Questions to answer:
**1)** According to the AI research roundup, how much seed funding did Subquadratic raise?
**2)** Copy everything in the AI research roundup from "Why is MAMMAL’s" down to "and benchmark selection.", swapping "skepticism" for "doubt".

── Exercise passage

Sakana AI’s approach leverages the complementary strengths of different LLMs. GPT-5 excels at certain reasoning patterns, Claude Sonnet 4 performs better on others, and Gemini 2.5 Pro has distinct advantages in specific domains. The Conductor learns to route queries to the most appropriate model or combination of models.
The 7B parameter size keeps the orchestration overhead minimal while maintaining sophisticated decision-making capabilities. This compact architecture enables real-time coordination without the computational burden of larger orchestration models.
Multi-Modal Breakthroughs in Biological AI
Separately, IBM Research introduced MAMMAL, a multi-modal model combining protein, molecular, and gene data that achieves state-of-the-art performance on 9 out of 11 biological benchmarks. According to research published in Nature, MAMMAL outperforms AlphaFold 3 on several antibody-antigen binding tasks.
MAMMAL’s benchmark victories include:
- Drug-target interaction prediction
- Ligand binding affinity prediction
- Antibody-antigen binding (significant win vs AlphaFold 3)
- Gene expression prediction
- Multi-modal biological reasoning
- Molecular property prediction
- Functional prediction
- Cell-level response modeling
- Cross-domain generalization
While AlphaFold 3 and MAMMAL serve different primary purposes, MAMMAL’s multi-modal approach enables more comprehensive biological reasoning by integrating diverse data types rather than focusing solely on protein structure prediction.
Controversial Claims from Subquadratic Startup
Miami-based startup Subquadratic emerged from stealth Tuesday claiming its SubQ 1M-Preview model achieves 1,000x efficiency gains through fully subquadratic architecture. According to VentureBeat, the company raised $29 million in seed funding at a $500 million valuation from investors including Tinder co-founder Justin Mateen.
The company claims its architecture reduces attention compute by almost 1,000 times compared to frontier models at 12 million tokens of context. If validated, this would represent a fundamental breakthrough in how AI systems scale with context length.
However, the AI research community has responded with significant skepticism. Critics questioned why the company restricts access through early-access programs if the model truly costs less than 5% of comparable systems to operate.
What This Means
These developments signal three distinct trends in AI research. Sakana’s RL Conductor represents the evolution from rigid, manually-designed AI workflows toward adaptive, self-optimizing systems. This approach could reduce the engineering overhead required to maintain production AI applications as user needs evolve.
IBM’s MAMMAL demonstrates the power of multi-modal approaches in specialized domains like drug discovery. By combining multiple biological data types, these systems can achieve superior performance compared to single-modality models, even established ones like AlphaFold 3.
Subquadratic’s claims, while unverified, highlight the ongoing race to solve fundamental scaling constraints in large language models. The extreme skepticism from researchers underscores the importance of independent validation for extraordinary efficiency claims.
FAQ
How does Sakana’s RL Conductor differ from existing multi-agent frameworks?
Unlike frameworks like LangChain that use hard-coded rules, RL Conductor learns optimal orchestration patterns through reinforcement learning. This enables automatic adaptation to new query types without manual reprogramming.
Why is MAMMAL’s performance against AlphaFold 3 significant?
AlphaFold 3 is considered the gold standard for protein structure prediction. MAMMAL’s superior performance on antibody-antigen binding tasks demonstrates that multi-modal approaches can exceed specialized single-purpose models in specific domains.
Should Subquadratic’s efficiency claims be taken seriously?
The claims require independent verification. While the mathematical concept of subquadratic scaling is sound, the reported 1,000x efficiency improvement is extraordinary and has drawn skepticism from AI researchers who question the limited access and benchmark selection.

────
── Data extract

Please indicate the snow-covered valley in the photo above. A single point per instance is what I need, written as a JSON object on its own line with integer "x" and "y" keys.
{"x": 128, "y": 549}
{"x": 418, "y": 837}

────

Responses to the tasks:
**1)** $29 million.

**2)**
Why is MAMMAL’s performance against AlphaFold 3 significant?
AlphaFold 3 is considered the gold standard for protein structure prediction. MAMMAL’s superior performance on antibody-antigen binding tasks demonstrates that multi-modal approaches can exceed specialized single-purpose models in specific domains.
Should Subquadratic’s efficiency claims be taken seriously?
The claims require independent verification. While the mathematical concept of subquadratic scaling is sound, the reported 1,000x efficiency improvement is extraordinary and has drawn doubt from AI researchers who question the limited access and benchmark selection.